(Stored data entries)
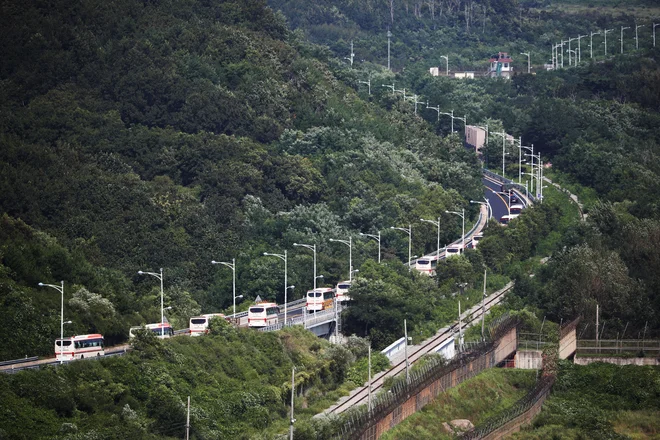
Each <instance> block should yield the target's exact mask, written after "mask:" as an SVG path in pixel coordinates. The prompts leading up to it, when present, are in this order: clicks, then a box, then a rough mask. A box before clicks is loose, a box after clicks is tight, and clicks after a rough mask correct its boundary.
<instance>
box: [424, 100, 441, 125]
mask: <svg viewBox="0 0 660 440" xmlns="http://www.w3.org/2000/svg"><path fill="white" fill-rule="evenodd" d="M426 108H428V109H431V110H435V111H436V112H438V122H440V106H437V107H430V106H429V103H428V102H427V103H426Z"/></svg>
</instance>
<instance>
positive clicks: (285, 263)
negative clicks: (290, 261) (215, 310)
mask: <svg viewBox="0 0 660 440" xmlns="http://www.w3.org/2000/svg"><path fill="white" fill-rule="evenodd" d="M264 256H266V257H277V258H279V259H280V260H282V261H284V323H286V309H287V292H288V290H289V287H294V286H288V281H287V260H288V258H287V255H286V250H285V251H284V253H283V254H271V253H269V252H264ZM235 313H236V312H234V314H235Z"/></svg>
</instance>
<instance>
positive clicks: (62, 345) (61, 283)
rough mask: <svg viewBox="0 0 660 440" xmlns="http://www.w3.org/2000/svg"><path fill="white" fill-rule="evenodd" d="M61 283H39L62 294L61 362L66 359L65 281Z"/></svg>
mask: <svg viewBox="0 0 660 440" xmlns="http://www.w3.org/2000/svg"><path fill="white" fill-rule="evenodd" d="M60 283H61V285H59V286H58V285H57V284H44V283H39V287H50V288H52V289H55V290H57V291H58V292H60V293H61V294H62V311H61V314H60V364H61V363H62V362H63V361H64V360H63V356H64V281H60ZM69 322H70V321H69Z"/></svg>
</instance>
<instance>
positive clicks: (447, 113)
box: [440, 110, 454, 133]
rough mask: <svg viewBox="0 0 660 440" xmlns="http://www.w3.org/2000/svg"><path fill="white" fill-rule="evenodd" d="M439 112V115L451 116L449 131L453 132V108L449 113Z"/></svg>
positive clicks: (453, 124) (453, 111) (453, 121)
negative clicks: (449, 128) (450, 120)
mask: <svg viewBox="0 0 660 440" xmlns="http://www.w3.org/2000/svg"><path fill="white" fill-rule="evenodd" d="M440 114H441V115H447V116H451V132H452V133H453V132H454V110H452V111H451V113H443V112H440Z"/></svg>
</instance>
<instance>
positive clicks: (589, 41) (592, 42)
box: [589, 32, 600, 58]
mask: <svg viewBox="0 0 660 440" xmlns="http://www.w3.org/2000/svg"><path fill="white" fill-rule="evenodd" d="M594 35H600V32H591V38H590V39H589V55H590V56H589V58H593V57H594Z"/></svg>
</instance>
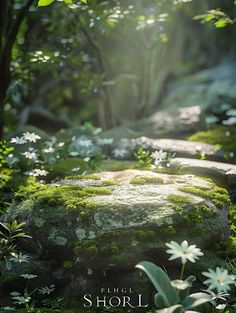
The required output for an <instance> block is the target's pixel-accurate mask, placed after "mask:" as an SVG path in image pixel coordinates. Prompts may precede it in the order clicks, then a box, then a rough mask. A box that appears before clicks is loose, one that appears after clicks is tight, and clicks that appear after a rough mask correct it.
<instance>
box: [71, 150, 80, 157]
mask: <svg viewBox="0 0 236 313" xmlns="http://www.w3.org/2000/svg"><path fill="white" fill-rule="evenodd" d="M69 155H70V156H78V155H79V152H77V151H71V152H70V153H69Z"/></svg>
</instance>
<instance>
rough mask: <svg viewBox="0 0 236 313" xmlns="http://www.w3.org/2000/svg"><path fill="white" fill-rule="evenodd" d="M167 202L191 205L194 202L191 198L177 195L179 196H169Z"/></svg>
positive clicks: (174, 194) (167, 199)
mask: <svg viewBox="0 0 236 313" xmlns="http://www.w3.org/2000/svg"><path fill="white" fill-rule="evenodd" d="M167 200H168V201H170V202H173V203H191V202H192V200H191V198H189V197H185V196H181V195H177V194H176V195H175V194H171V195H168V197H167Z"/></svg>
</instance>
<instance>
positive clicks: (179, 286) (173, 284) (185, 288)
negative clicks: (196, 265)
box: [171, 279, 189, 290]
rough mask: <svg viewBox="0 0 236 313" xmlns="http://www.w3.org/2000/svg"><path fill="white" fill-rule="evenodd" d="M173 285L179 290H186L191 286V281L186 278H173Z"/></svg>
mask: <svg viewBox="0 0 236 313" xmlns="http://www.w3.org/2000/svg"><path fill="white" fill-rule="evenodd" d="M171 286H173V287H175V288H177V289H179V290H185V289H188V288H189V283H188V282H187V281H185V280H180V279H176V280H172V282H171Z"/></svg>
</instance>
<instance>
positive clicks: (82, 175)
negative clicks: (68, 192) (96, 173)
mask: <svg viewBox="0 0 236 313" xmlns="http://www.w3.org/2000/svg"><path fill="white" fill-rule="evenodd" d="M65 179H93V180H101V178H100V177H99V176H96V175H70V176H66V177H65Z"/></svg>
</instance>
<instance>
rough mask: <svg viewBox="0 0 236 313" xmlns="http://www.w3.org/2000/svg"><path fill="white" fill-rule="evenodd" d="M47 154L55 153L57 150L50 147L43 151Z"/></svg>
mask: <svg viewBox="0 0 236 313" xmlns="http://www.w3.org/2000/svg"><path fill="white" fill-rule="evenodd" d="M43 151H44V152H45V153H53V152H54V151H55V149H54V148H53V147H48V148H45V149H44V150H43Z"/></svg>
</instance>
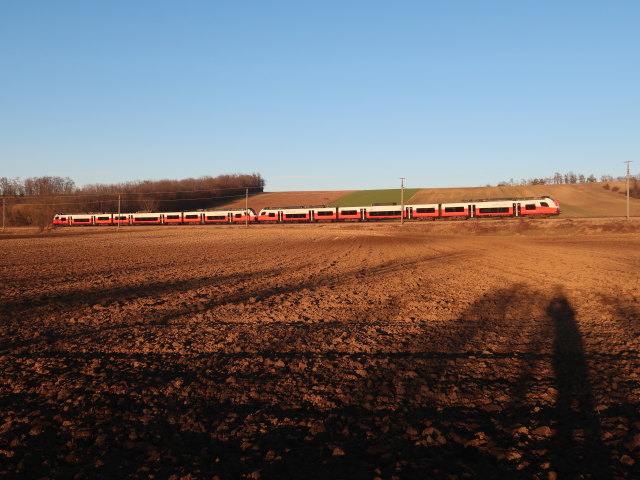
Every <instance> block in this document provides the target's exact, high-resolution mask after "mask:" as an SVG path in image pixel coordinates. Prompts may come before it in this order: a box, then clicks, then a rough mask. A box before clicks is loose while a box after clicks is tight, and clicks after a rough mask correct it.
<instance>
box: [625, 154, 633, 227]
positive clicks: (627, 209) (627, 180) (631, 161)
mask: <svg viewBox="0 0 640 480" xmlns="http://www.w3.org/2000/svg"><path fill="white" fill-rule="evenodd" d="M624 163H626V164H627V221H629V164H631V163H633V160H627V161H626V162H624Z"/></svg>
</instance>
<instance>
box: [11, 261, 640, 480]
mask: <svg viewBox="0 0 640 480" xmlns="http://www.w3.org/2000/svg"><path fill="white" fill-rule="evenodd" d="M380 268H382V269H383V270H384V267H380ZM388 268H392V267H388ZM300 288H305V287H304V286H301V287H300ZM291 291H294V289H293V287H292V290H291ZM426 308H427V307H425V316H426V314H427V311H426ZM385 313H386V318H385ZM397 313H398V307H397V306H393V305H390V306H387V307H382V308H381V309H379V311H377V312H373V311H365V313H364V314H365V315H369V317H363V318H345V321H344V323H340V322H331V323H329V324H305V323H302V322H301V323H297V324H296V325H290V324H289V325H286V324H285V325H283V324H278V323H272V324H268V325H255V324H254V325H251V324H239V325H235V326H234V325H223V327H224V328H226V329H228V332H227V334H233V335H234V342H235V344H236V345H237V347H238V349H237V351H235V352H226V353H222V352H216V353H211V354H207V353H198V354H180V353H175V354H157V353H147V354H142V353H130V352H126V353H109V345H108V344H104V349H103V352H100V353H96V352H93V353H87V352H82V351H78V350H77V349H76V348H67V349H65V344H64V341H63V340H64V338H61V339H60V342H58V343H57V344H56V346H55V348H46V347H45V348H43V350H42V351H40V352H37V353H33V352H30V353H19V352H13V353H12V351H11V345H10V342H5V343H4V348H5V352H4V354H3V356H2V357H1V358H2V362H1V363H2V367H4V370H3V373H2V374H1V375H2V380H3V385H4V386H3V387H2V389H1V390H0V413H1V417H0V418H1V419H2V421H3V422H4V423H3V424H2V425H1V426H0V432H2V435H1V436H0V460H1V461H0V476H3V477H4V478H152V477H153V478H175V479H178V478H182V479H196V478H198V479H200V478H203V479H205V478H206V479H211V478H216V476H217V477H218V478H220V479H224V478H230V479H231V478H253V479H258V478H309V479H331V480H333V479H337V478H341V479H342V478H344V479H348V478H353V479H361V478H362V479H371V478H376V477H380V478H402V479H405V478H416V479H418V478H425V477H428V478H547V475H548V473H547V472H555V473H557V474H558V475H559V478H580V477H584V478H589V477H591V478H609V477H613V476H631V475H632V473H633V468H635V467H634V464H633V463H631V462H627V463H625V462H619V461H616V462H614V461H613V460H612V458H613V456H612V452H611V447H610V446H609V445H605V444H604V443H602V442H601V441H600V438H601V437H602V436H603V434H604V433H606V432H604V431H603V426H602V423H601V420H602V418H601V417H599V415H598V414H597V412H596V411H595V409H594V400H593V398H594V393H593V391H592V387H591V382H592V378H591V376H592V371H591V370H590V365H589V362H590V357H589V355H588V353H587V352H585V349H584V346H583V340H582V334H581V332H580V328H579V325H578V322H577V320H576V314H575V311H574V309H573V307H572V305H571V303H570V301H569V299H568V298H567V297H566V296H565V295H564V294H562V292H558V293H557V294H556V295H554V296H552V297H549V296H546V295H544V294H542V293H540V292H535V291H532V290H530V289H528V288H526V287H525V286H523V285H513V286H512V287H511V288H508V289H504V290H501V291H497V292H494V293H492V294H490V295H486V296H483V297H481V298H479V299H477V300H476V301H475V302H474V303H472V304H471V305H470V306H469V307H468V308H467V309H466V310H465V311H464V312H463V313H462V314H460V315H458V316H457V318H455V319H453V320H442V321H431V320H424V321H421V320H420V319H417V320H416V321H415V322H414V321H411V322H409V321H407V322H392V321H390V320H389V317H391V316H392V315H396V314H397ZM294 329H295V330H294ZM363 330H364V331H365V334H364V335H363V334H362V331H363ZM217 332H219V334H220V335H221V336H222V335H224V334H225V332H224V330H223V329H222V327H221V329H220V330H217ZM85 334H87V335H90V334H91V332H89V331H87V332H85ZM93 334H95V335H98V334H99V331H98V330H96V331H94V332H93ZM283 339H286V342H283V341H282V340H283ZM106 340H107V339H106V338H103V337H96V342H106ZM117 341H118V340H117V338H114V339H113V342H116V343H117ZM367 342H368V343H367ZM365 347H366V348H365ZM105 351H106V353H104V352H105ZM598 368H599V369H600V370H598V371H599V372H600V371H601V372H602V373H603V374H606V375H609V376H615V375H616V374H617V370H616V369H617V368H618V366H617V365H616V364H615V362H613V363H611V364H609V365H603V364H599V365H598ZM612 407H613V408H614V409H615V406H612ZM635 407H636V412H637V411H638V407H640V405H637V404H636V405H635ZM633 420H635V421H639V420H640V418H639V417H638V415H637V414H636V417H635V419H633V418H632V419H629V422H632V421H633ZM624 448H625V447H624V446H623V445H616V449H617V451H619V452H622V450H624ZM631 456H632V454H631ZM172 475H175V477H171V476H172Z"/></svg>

§ PROBLEM TO SOLVE
Arrange everything from the line containing "112V115L451 116L449 131L453" down to the line containing "positive clicks: (453, 124)", both lines included, as a JSON list of strings. Use one string per line and omit any blank lines.

§ TASK RESULT
[
  "rough mask: <svg viewBox=\"0 0 660 440\" xmlns=\"http://www.w3.org/2000/svg\"><path fill=\"white\" fill-rule=\"evenodd\" d=\"M439 112V115L451 116L449 131L453 132V108L449 113Z\"/></svg>",
  "positive clicks: (453, 124) (453, 111) (453, 121)"
]